ASSIGNMENT: Reproduce every line of the rows below word for word, leaving out the pictures.

++++ DATA SUPPLIED

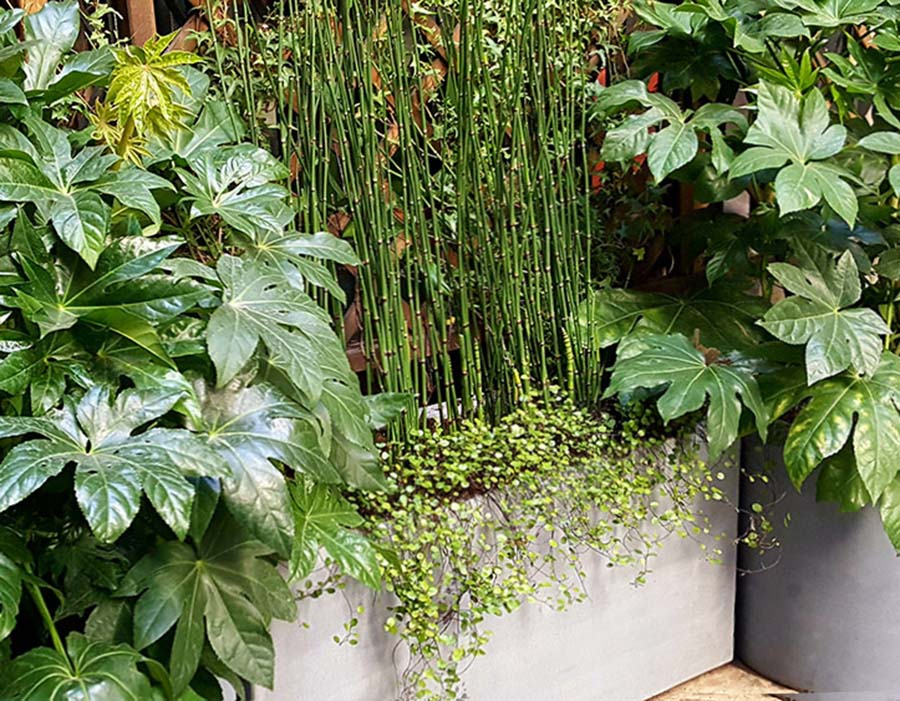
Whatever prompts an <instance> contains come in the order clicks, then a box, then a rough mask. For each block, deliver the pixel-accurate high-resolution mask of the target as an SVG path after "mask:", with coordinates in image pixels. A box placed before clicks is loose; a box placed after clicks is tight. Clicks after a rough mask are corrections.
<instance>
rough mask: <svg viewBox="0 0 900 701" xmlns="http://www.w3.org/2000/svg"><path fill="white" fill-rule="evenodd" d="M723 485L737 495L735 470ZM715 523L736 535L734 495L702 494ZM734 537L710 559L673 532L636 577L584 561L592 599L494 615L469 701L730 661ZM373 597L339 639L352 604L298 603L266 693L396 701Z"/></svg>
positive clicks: (354, 602) (731, 624)
mask: <svg viewBox="0 0 900 701" xmlns="http://www.w3.org/2000/svg"><path fill="white" fill-rule="evenodd" d="M728 472H729V475H728V477H727V479H726V481H725V483H724V484H723V485H722V486H723V489H724V490H725V491H726V492H727V493H729V495H730V497H731V498H732V499H733V502H732V503H734V502H735V501H736V498H737V482H738V479H737V470H736V469H731V470H729V471H728ZM703 508H704V509H705V511H706V513H707V514H708V515H709V517H710V519H711V522H712V532H713V533H716V532H718V533H725V534H727V535H728V536H729V539H732V538H733V536H734V534H735V533H736V528H737V517H736V512H735V509H734V508H733V506H731V505H728V504H717V503H714V504H704V506H703ZM730 542H731V540H727V541H723V542H718V543H716V546H717V547H721V548H723V550H724V551H725V555H724V563H723V564H720V565H716V564H711V563H710V562H708V561H707V559H706V556H705V555H704V553H703V552H702V551H701V548H700V546H699V544H698V542H697V541H695V540H682V539H679V538H677V537H671V538H670V539H668V541H667V542H666V543H665V544H664V545H663V547H662V549H661V551H660V554H659V556H658V558H656V559H655V560H654V563H653V565H652V568H653V572H652V574H650V576H649V581H648V583H647V584H646V585H644V586H642V587H635V586H634V585H633V580H634V576H635V573H634V571H629V570H623V569H618V568H607V567H606V566H605V562H604V561H603V560H602V559H600V558H599V557H591V559H590V561H588V562H586V565H587V566H586V572H587V589H588V592H589V595H590V597H591V598H590V601H589V602H585V603H583V604H580V605H577V606H575V607H573V608H572V609H570V610H569V611H567V612H565V613H556V612H554V611H551V610H549V609H547V608H545V607H542V606H540V605H525V606H523V607H522V608H520V609H519V610H517V611H516V612H514V613H512V614H509V615H507V616H504V617H501V618H498V619H496V620H495V621H491V622H486V623H485V625H484V628H485V629H488V630H492V631H493V633H494V635H493V638H492V640H491V642H490V643H489V644H488V646H487V655H486V656H485V657H482V658H479V659H478V660H477V661H476V662H475V663H474V664H473V665H472V666H471V668H470V669H469V670H468V671H467V672H466V673H465V675H464V677H463V679H464V681H465V685H466V691H467V693H468V698H469V699H471V700H472V701H530V700H532V699H534V700H537V699H548V700H549V699H554V700H555V699H560V700H565V701H642V700H643V699H646V698H649V697H651V696H653V695H655V694H657V693H659V692H662V691H664V690H666V689H669V688H671V687H672V686H675V685H677V684H679V683H681V682H682V681H685V680H687V679H689V678H692V677H694V676H697V675H698V674H702V673H703V672H705V671H707V670H710V669H712V668H714V667H717V666H719V665H721V664H724V663H726V662H729V661H730V660H731V659H732V652H733V623H734V565H735V559H736V553H735V551H734V548H733V547H731V545H730ZM348 599H349V602H351V603H352V604H354V605H355V604H356V603H359V602H364V603H365V605H366V613H365V614H364V615H363V616H360V617H359V618H360V625H359V629H360V642H359V645H357V646H355V647H351V646H348V645H342V646H339V645H336V644H335V643H334V642H333V641H332V636H334V635H339V636H341V635H343V628H342V625H343V623H344V622H346V621H347V620H348V619H349V618H350V617H351V615H353V614H352V613H351V608H350V607H349V605H348V601H347V600H345V599H344V598H343V597H342V596H340V595H337V596H332V597H329V598H324V599H320V600H317V601H303V602H301V606H300V609H301V613H300V621H303V622H307V623H308V624H309V627H308V628H304V627H301V626H300V625H298V624H279V625H276V627H275V630H274V636H275V641H276V655H277V658H276V673H275V691H274V692H271V691H266V690H264V689H260V690H257V691H256V692H255V695H254V699H256V700H257V701H299V700H302V699H318V700H320V701H393V700H394V699H396V698H397V689H398V687H397V681H398V680H397V674H398V672H397V670H398V669H402V668H403V667H404V664H405V657H404V650H403V649H402V648H401V647H398V645H397V643H398V638H396V637H393V636H390V635H388V634H386V633H384V632H383V630H382V625H383V623H384V620H385V619H386V617H387V615H388V614H387V612H386V610H385V600H384V599H383V598H381V597H375V596H374V595H373V594H372V593H370V592H366V591H363V590H361V589H356V590H353V591H351V592H349V596H348Z"/></svg>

++++++++

TASK ANSWER:
Whatever prompts an <instance> contains come in the order clicks, then a box, then a rough mask. For each block, deliver the pixel-accurate high-resolution mask of the target as an SVG path after "mask:", with coordinates in image pixels. A box placed before clicks is loose; a box placed after clicks is tight. Clicks after a rough mask are corrections.
<instance>
rough mask: <svg viewBox="0 0 900 701" xmlns="http://www.w3.org/2000/svg"><path fill="white" fill-rule="evenodd" d="M723 485L737 495L735 470ZM715 523L736 535L734 495L702 494ZM734 537L710 559L673 532L636 577L584 561L592 599L494 615L469 701L730 661ZM373 597L339 639L352 604L298 603L266 693L396 701Z"/></svg>
positive clicks: (354, 602) (731, 624)
mask: <svg viewBox="0 0 900 701" xmlns="http://www.w3.org/2000/svg"><path fill="white" fill-rule="evenodd" d="M728 472H729V475H728V477H727V479H726V481H725V483H724V484H723V485H722V486H723V489H724V490H725V491H726V492H727V493H729V495H730V497H731V498H732V499H733V502H732V503H734V502H735V501H736V498H737V482H738V479H737V470H736V469H731V470H729V471H728ZM703 508H704V509H705V511H706V513H707V514H708V515H709V517H710V519H711V522H712V532H713V533H716V532H718V533H725V534H727V535H728V536H729V539H732V538H733V536H734V534H735V533H736V528H737V517H736V512H735V509H734V508H733V506H731V505H728V504H717V503H714V504H704V506H703ZM730 542H731V540H727V541H723V542H718V543H716V546H717V547H721V548H723V550H724V551H725V555H724V563H723V564H720V565H716V564H711V563H710V562H708V561H707V559H706V556H705V555H704V553H703V552H702V551H701V548H700V546H699V544H698V542H697V541H695V540H682V539H679V538H677V537H671V538H670V539H668V541H667V542H666V543H665V544H664V545H663V547H662V549H661V551H660V554H659V556H658V558H656V559H655V560H654V563H653V565H652V568H653V572H652V574H650V576H649V581H648V583H647V584H646V585H644V586H642V587H635V586H634V585H633V580H634V576H635V573H634V571H629V570H623V569H618V568H607V567H606V566H605V562H604V561H603V560H602V559H600V558H599V557H591V559H590V561H588V562H586V565H587V566H586V572H587V589H588V592H589V595H590V597H591V598H590V601H589V602H585V603H583V604H580V605H577V606H575V607H573V608H572V609H570V610H569V611H567V612H565V613H556V612H554V611H551V610H549V609H547V608H545V607H542V606H540V605H525V606H523V607H522V608H520V609H519V610H517V611H516V612H514V613H512V614H509V615H507V616H504V617H501V618H498V619H496V620H495V621H491V622H486V623H485V625H484V628H485V629H488V630H492V631H493V633H494V635H493V638H492V640H491V642H490V643H489V644H488V646H487V655H486V656H485V657H482V658H479V659H478V660H477V661H476V662H475V663H474V664H473V665H472V666H471V668H470V669H469V670H468V671H467V672H466V673H465V675H464V677H463V679H464V681H465V685H466V691H467V693H468V698H469V699H471V700H472V701H530V700H532V699H534V700H537V699H548V700H549V699H554V700H555V699H560V700H565V701H642V700H643V699H646V698H649V697H651V696H653V695H655V694H657V693H659V692H662V691H664V690H666V689H669V688H671V687H672V686H675V685H677V684H679V683H681V682H682V681H685V680H687V679H689V678H692V677H694V676H697V675H698V674H702V673H703V672H705V671H707V670H710V669H712V668H714V667H717V666H719V665H721V664H724V663H726V662H729V661H730V660H731V659H732V652H733V623H734V565H735V559H736V553H735V551H734V548H733V547H731V545H730ZM348 599H349V602H351V603H352V604H354V605H355V604H356V603H359V602H364V603H365V605H366V613H365V614H364V615H363V616H360V617H359V618H360V625H359V629H360V642H359V645H357V646H355V647H351V646H348V645H342V646H339V645H336V644H335V643H334V642H333V641H332V636H334V635H339V636H341V635H343V628H342V625H343V623H344V622H346V621H347V620H348V619H349V618H350V617H351V615H353V614H352V613H351V608H350V607H349V605H348V601H347V600H345V599H344V598H343V597H342V596H340V595H337V596H332V597H329V598H324V599H320V600H317V601H303V602H301V606H300V609H301V613H300V621H303V622H307V623H308V624H309V627H308V628H304V627H301V626H300V625H298V624H279V625H276V627H275V630H274V636H275V641H276V655H277V658H276V673H275V691H274V692H271V691H266V690H264V689H260V690H257V691H256V692H255V695H254V699H256V700H257V701H299V700H302V699H318V700H320V701H393V700H394V699H396V698H397V689H398V687H397V681H398V680H397V674H398V672H397V670H398V669H402V668H403V667H404V664H405V657H404V650H403V649H402V648H401V647H398V645H397V643H398V638H396V637H393V636H390V635H388V634H386V633H384V632H383V630H382V625H383V623H384V620H385V619H386V617H387V615H388V614H387V612H386V610H385V600H384V599H383V598H381V597H375V596H374V595H373V594H372V593H370V592H366V591H363V590H361V589H356V590H353V591H351V592H349V596H348Z"/></svg>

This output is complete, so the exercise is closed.